- _Data rows_:
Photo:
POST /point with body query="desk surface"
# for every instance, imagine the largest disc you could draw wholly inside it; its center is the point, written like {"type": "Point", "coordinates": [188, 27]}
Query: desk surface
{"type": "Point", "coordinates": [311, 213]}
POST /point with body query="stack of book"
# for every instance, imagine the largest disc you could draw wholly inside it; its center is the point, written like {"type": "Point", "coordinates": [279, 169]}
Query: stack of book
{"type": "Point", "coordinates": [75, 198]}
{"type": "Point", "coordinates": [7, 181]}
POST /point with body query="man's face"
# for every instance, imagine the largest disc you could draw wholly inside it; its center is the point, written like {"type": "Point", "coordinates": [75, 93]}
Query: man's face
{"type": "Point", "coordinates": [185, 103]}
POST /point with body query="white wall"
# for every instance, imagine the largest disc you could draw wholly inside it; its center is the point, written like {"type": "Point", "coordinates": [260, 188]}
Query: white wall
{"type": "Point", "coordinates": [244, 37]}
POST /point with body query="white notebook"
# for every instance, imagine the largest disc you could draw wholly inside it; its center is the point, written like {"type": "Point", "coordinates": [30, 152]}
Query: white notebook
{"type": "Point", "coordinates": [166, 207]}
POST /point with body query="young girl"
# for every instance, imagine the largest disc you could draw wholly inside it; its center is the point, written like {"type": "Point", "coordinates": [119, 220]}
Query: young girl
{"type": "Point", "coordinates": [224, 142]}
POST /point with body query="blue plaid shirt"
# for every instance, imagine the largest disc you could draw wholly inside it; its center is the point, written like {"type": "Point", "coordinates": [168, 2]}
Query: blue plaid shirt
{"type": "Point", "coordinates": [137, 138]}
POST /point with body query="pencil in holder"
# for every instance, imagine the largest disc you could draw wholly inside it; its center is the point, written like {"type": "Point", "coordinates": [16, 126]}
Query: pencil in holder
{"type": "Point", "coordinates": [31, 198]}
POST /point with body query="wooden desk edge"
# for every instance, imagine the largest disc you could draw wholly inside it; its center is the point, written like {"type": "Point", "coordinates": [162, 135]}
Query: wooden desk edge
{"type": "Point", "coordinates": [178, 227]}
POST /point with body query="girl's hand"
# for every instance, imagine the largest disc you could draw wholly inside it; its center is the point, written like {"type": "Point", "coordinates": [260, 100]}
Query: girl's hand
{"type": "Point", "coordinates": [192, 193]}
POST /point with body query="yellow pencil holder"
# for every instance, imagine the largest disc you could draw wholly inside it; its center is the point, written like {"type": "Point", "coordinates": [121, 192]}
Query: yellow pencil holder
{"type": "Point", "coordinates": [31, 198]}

- _Exercise brief_:
Repeat each record exactly. Omit nothing.

- _Solution for this problem_:
Photo:
POST /point with body query="desk surface"
# for every instance, imagine the largest disc you could draw wholly inside it; its center is the point, written like {"type": "Point", "coordinates": [188, 27]}
Query: desk surface
{"type": "Point", "coordinates": [311, 213]}
POST /point with body query="stack of book"
# for every instance, imagine the largest disc you could draw wholly inside it; its center is the point, written like {"type": "Point", "coordinates": [279, 169]}
Query: stack of book
{"type": "Point", "coordinates": [75, 198]}
{"type": "Point", "coordinates": [7, 181]}
POST /point with body query="man's face"
# for every instance, imagine the largest disc you could draw wholly inside it; its center is the point, written like {"type": "Point", "coordinates": [75, 93]}
Query: man's face
{"type": "Point", "coordinates": [185, 103]}
POST /point with body query="white wall"
# for every instance, imagine the largest disc you could draw wholly inside it; its center is the point, written like {"type": "Point", "coordinates": [260, 188]}
Query: white wall
{"type": "Point", "coordinates": [244, 37]}
POST /point with body query="white notebook"
# for every instance, imagine the largest disc you could draw wholly inside it; its center is the point, written like {"type": "Point", "coordinates": [30, 152]}
Query: white notebook
{"type": "Point", "coordinates": [166, 207]}
POST /point with body query="young girl"
# for every instance, imagine the largest disc you could draw wholly inside it; its center is the point, written like {"type": "Point", "coordinates": [119, 220]}
Query: young girl
{"type": "Point", "coordinates": [224, 142]}
POST /point with body query="blue plaid shirt"
# for every instance, imagine the largest disc you could draw wholly inside it; its center is the point, written like {"type": "Point", "coordinates": [168, 2]}
Query: blue plaid shirt
{"type": "Point", "coordinates": [137, 138]}
POST /point with body query="pencil in holder"
# for every instance, imagine the largest disc you could draw wholly inside it; its center is the point, written like {"type": "Point", "coordinates": [16, 126]}
Query: pencil in holder
{"type": "Point", "coordinates": [31, 198]}
POST /point with body query="wooden desk edge"
# for every instance, imagine the largest disc you could draw wholly inside it; its center is the point, written like {"type": "Point", "coordinates": [162, 135]}
Query: wooden desk edge
{"type": "Point", "coordinates": [178, 227]}
POST /point with body query="girl's hand"
# for every instance, imagine the largest disc you could draw wholly inside it; its center is the point, written like {"type": "Point", "coordinates": [260, 100]}
Query: girl's hand
{"type": "Point", "coordinates": [192, 193]}
POST /point with body query="yellow pencil holder"
# for every instance, imagine the largest disc you could draw wholly inside it; its center is the point, written like {"type": "Point", "coordinates": [121, 192]}
Query: yellow pencil holder
{"type": "Point", "coordinates": [31, 198]}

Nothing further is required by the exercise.